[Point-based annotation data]
============================================================
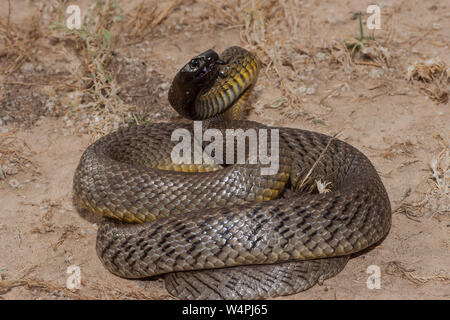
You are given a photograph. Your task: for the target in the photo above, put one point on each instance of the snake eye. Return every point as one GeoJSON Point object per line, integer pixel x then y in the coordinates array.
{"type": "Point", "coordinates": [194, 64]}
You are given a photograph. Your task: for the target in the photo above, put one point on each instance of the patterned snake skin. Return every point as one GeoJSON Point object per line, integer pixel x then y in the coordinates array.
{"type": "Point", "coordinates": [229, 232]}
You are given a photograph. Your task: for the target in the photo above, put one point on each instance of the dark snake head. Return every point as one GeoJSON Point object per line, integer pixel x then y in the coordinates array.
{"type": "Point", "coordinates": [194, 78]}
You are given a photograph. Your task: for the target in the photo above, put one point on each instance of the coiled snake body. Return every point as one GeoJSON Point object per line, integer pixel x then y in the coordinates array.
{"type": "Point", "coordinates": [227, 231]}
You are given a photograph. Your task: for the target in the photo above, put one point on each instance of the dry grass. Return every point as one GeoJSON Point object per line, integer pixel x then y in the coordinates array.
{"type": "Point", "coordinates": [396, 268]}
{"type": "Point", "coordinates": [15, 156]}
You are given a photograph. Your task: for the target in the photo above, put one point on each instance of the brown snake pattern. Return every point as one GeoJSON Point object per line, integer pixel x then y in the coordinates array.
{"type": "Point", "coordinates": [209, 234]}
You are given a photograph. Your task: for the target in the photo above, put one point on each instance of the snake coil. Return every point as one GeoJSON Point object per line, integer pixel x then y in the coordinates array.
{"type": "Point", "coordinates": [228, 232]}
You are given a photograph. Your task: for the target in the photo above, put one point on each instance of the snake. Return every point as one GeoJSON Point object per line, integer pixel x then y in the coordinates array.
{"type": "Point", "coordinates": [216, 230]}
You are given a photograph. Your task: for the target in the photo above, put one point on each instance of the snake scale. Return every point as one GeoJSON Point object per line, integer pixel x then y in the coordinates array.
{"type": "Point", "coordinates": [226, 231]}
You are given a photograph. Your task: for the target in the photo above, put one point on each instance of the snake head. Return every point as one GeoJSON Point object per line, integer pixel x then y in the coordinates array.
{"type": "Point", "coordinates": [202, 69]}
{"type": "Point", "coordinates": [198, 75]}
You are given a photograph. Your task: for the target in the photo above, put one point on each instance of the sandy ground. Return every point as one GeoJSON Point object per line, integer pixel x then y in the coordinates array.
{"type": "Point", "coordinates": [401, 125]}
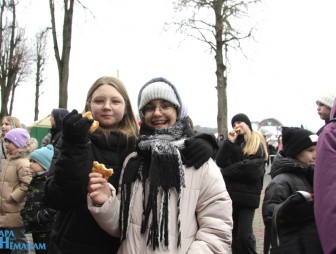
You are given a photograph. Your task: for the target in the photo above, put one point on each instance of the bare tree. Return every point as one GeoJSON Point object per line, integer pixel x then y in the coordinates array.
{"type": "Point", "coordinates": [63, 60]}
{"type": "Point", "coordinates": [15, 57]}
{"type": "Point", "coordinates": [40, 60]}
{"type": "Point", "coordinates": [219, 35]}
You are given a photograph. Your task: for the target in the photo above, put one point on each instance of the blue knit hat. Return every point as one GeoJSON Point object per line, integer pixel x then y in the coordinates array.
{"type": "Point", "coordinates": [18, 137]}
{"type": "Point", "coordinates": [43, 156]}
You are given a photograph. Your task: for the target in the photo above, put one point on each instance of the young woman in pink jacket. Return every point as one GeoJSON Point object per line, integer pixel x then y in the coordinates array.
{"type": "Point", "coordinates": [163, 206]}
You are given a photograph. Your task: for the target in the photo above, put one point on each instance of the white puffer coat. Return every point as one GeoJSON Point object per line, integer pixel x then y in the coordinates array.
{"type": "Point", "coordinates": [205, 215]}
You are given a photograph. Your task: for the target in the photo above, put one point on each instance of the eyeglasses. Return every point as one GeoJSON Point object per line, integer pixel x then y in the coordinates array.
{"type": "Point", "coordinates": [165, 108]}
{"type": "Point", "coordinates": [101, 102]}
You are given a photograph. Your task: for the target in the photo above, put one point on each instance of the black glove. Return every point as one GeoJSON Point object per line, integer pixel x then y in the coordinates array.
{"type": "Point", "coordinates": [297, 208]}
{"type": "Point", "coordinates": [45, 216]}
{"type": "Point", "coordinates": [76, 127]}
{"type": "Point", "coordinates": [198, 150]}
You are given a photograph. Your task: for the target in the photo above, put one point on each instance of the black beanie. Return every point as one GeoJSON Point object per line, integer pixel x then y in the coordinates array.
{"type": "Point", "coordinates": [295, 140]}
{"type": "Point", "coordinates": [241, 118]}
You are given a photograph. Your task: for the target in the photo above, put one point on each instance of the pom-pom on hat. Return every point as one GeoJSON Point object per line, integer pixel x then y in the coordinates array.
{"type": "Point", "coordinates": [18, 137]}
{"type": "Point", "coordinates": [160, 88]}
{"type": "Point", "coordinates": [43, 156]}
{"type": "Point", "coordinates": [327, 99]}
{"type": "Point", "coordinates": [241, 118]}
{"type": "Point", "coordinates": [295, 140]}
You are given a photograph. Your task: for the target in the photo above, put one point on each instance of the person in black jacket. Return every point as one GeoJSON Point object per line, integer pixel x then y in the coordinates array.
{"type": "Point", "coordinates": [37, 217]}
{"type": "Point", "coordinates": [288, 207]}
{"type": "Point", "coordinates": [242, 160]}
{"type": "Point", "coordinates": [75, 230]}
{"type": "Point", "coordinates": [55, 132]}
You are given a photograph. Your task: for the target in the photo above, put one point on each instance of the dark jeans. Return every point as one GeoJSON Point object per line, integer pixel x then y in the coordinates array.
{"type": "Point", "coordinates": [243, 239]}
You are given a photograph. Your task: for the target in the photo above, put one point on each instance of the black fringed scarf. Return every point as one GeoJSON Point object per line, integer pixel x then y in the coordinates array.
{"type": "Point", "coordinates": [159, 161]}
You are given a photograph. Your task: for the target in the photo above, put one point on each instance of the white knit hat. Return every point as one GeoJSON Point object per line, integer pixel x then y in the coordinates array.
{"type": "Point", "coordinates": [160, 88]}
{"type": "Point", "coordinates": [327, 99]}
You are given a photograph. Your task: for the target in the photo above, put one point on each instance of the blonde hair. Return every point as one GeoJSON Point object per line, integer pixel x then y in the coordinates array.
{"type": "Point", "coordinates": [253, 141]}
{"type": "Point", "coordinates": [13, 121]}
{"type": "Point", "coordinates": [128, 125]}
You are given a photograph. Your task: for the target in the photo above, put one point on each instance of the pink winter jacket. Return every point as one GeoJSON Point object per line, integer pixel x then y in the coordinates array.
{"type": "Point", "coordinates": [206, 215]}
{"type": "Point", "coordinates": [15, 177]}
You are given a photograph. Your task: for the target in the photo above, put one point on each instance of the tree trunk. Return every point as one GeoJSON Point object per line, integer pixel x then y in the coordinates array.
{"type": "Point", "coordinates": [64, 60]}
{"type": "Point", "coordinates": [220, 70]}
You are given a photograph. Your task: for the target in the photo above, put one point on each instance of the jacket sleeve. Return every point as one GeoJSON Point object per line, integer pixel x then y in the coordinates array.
============================================================
**Problem:** Starting at the line that contains "of the tree", repeat each line exactly through the last one in the listing. Include both of those lines and nothing more.

**Answer in full:**
You are given a photograph. Your task: for the target in the photo above, put one point on each instance of the tree trunk. Return every point as one GeoJSON Point object per line, integer pixel x then y in the coordinates array.
{"type": "Point", "coordinates": [64, 60]}
{"type": "Point", "coordinates": [220, 70]}
You are given a photograph. Your task: for the target in the photo above, put one point on each instance of the jacket sleeve. Return every point as one GeoJSON Point object per line, integer pixel x then y in the coordinates array.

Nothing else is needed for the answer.